● JOBS:
a – Answer these from the Syria passage, one line each:
(i) Whom did a Syrian government helicopter bomb last week?
(ii) On what date did Erdogan say he spoke with Obama by phone?
(iii) What military background does Daniel L. Davis have?
b – List every person named in the Syria passage.
c – Repeat word for word the stretch of the Syria passage from "The U.S. doubts" through "even more daunting.".

● READING PASSAGE:
Syrian President Bashar al-Assad. (Photo credit: Fabio Rodrigues Pozzebom / ABr)

Syrian President Bashar al-Assad. (Photo credit: Fabio Rodrigues Pozzebom / ABr)

 

If Turkish-FSA forces take Al-Bab, then Kurdish hopes of linking up their forces in northeastern and northwestern Syria will have been dashed. The FSA would then be in a position to push east to Raqqa, which would mean a clash with both the main body of the YPG and ISIS. Or, as the often perceptive Moon of Alabama website suggests, it could instead wheel about and attempt to relieve its fellow Salafists besieged in Aleppo.

That would mean a head-on collision with Syrian government forces and exposure to Russian jets, a point that a Syrian government helicopter drove home last week by bombing Turkish-FSA forces engaged in combat with the YPG.

Internecine warfare like this can only benefit Islamic State, an undisputed expert at using its opponents’ differences to its own advantage. This is why it was able to put down roots in Syria in the first place – because the U.S. was too busy trying to topple Bashar al-Assad to worry about an Al Qaeda offshoot that Obama famously dismissed as nothing more than “a JV team.”

It’s also why Islamic State was able to establish bases and supply lines in Turkey – because Erdogan was more concerned with fighting Assad and the Kurds to concern himself with what his fellow Sunnis were up to. A northern Syrian and Iraqi landscape torn by infighting is perfect for a hyper-violent Sunni-Salafist group skilled at playing one group off against another.

The White House dimly senses that it has gotten itself into a mess, which is why officials turn vague and inscrutable whenever reporters press for details concerning a reported assault on Raqqa. The problem, as the U.S. officials see it, is that Erdogan remains unalterably opposed to the YPG-SDF even though it is the only ground force capable of fighting Islamic State. Hence, it is impossible to take Raqqa without alienating a fellow member of NATO.

“We do not need terrorist organizations like the PYD-YPG,” Erdogan says he told Obama in an Oct. 26 phone call, referring to the militia and Kurdish Democratic Union. “I said, ‘Come, let’s remove [Islamic State] from Raqqa together. We will sort this out together with you.’  We have the strength.”

The U.S. doubts that Erdogan does have that capability yet is unable to say no. The upshot is talks, negotiations, and growing delays. Jennifer Cafarella, a Syria expert at the neocon Institute for the Study of War, grouses that the administration is “stalling” while, on the other side of the debate, foreign-policy “realists” wonder why the administration is rushing ahead with a strategy that it knows won’t work.

Skeptical Analysis

In a hard-hitting analysis in the conservative but often skeptical National Interest, Daniel L. Davis, a retired army colonel and Afghan veteran, points out that whereas a national army, well-armed militias, U.S. ground and intelligence forces, and “resupply lines through friendly territory” are all in place in northern Iraq, “none of those things exist” with regard to Raqqa. The political problems, he adds, are even more daunting.

● SUPPLIED RECORDS:
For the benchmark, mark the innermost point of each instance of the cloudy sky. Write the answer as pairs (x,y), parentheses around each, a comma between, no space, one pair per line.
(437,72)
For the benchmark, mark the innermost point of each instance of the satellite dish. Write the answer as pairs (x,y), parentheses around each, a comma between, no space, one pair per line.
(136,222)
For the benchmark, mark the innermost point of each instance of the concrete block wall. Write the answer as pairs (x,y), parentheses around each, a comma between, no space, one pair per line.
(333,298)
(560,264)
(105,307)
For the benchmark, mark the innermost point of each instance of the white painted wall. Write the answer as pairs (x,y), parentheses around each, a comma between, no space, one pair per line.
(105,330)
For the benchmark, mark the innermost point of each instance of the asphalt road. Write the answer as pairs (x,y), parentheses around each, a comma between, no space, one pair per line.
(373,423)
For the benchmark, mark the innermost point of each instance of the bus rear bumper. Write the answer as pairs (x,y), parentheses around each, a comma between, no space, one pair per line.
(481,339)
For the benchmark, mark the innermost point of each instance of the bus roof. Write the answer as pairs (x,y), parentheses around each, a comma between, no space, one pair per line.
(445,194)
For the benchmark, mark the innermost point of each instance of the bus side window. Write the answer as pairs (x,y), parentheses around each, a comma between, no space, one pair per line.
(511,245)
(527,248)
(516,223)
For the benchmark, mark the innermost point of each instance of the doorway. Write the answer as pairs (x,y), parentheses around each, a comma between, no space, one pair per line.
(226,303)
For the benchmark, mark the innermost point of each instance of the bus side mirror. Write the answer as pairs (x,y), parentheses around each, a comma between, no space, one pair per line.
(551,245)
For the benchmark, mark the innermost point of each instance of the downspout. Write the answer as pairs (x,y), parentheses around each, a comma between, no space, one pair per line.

● TASK ANSWERS:
a –
(i) Turkish-FSA forces engaged in combat with the YPG
(ii) Oct. 26
(iii) He is a retired army colonel and Afghan veteran.

b –
Bashar al-Assad
Fabio Rodrigues Pozzebom
Obama
Erdogan
Jennifer Cafarella
Daniel L. Davis

c –
The U.S. doubts that Erdogan does have that capability yet is unable to say no. The upshot is talks, negotiations, and growing delays. Jennifer Cafarella, a Syria expert at the neocon Institute for the Study of War, grouses that the administration is “stalling” while, on the other side of the debate, foreign-policy “realists” wonder why the administration is rushing ahead with a strategy that it knows won’t work.

Skeptical Analysis

In a hard-hitting analysis in the conservative but often skeptical National Interest, Daniel L. Davis, a retired army colonel and Afghan veteran, points out that whereas a national army, well-armed militias, U.S. ground and intelligence forces, and “resupply lines through friendly territory” are all in place in northern Iraq, “none of those things exist” with regard to Raqqa. The political problems, he adds, are even more daunting.